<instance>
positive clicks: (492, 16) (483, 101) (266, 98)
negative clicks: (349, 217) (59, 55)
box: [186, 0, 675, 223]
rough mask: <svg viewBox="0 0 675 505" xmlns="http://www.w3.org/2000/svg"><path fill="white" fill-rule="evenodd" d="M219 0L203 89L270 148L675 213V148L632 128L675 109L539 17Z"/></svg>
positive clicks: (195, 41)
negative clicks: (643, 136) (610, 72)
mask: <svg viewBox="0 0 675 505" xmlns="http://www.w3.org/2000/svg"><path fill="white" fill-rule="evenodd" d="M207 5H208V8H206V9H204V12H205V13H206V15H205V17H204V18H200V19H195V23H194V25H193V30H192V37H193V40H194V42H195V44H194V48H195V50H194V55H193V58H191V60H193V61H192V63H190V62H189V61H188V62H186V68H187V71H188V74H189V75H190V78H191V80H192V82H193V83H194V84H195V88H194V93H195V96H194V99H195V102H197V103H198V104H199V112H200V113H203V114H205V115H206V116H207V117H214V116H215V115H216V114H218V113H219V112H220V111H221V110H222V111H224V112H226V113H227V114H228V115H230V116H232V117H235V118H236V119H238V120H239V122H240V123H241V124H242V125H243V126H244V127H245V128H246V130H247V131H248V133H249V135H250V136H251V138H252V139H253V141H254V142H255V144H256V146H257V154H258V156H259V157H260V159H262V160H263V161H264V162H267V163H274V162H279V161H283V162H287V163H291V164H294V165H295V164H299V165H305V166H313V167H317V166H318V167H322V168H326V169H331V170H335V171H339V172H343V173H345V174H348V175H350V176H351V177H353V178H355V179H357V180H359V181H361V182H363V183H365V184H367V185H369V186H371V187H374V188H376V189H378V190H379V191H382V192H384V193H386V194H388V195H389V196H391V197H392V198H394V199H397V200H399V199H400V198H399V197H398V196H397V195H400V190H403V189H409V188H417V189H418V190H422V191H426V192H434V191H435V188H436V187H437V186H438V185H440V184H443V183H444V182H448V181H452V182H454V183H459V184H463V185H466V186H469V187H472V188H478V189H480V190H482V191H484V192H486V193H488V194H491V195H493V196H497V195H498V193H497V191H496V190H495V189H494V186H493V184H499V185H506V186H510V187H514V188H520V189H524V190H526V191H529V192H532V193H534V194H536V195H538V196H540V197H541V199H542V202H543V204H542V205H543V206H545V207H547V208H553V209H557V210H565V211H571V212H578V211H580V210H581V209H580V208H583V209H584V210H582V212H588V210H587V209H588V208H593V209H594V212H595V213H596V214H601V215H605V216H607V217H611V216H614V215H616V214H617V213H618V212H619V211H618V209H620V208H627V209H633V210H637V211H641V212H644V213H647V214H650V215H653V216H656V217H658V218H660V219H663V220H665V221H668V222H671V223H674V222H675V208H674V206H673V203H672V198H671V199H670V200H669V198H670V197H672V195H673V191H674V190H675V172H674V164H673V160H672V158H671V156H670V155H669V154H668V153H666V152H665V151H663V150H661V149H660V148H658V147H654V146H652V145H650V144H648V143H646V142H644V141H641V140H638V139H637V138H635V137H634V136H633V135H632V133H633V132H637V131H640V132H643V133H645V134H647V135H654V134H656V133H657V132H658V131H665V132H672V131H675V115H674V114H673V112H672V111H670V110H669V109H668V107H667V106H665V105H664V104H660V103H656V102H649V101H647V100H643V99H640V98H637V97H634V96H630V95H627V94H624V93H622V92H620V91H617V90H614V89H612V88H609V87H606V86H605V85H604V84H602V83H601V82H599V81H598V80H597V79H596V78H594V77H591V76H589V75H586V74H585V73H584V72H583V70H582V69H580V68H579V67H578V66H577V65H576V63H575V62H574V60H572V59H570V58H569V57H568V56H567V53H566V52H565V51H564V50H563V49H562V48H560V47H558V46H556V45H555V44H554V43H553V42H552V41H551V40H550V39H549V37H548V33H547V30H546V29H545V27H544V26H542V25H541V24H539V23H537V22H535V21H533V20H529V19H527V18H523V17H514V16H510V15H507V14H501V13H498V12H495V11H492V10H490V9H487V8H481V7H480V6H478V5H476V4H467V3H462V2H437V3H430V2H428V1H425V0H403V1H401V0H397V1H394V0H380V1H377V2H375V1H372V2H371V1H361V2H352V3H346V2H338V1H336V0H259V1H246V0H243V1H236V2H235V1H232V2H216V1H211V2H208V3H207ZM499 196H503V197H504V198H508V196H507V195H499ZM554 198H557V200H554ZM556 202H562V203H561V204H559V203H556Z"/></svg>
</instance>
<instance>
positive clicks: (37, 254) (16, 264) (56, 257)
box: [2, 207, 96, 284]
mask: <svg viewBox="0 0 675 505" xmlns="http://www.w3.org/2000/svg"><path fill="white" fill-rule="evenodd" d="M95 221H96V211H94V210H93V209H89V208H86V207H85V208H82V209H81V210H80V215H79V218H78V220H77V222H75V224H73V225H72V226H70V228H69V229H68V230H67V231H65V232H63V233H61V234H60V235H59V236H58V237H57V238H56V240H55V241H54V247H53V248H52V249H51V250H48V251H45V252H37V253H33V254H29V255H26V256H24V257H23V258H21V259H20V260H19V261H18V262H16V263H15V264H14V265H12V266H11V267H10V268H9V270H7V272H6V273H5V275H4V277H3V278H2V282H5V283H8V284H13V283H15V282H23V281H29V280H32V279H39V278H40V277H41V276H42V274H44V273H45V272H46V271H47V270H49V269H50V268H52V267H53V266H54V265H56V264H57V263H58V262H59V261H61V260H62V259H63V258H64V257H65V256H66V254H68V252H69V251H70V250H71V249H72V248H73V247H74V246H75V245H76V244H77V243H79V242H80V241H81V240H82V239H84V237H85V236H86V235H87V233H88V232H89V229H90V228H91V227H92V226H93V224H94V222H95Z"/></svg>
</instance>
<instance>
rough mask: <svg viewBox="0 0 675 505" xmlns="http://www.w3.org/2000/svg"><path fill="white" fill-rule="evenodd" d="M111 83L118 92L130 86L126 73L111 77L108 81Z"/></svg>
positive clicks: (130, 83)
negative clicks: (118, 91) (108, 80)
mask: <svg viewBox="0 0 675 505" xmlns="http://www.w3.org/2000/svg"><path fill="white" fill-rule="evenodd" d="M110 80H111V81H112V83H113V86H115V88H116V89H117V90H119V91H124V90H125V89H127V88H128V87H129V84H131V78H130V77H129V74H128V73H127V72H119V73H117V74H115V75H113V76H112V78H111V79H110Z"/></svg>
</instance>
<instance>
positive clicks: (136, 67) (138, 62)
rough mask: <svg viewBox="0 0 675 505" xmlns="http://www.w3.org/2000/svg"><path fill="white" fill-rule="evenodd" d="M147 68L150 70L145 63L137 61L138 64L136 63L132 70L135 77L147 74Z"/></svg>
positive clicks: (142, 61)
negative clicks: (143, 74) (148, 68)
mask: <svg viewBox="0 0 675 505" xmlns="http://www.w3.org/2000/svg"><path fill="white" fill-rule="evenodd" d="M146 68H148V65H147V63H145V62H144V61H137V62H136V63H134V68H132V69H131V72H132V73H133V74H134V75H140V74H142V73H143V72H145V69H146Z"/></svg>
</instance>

□ □ □ □ □

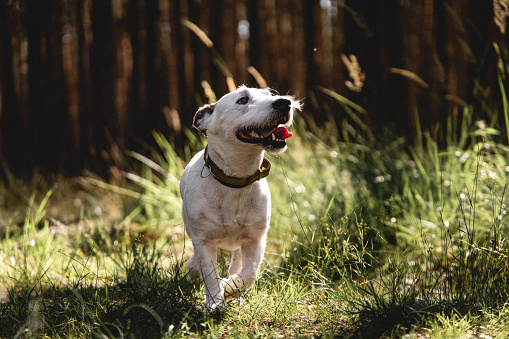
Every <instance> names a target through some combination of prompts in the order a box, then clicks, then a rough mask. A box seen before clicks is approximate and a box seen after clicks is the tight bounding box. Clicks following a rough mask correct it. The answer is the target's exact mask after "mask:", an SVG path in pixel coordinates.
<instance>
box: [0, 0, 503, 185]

□ □ □ □ □

--- WHAT TO WORK ON ---
Repeat, character for character, the lines of the material above from the line with "0L203 89L270 148L675" through the line with "positive clicks: (195, 41)".

--- ANSWER SECTION ---
rough mask: <svg viewBox="0 0 675 505" xmlns="http://www.w3.org/2000/svg"><path fill="white" fill-rule="evenodd" d="M219 0L203 89L270 148L675 213V148L632 128L675 109L539 17Z"/></svg>
positive clicks: (195, 41)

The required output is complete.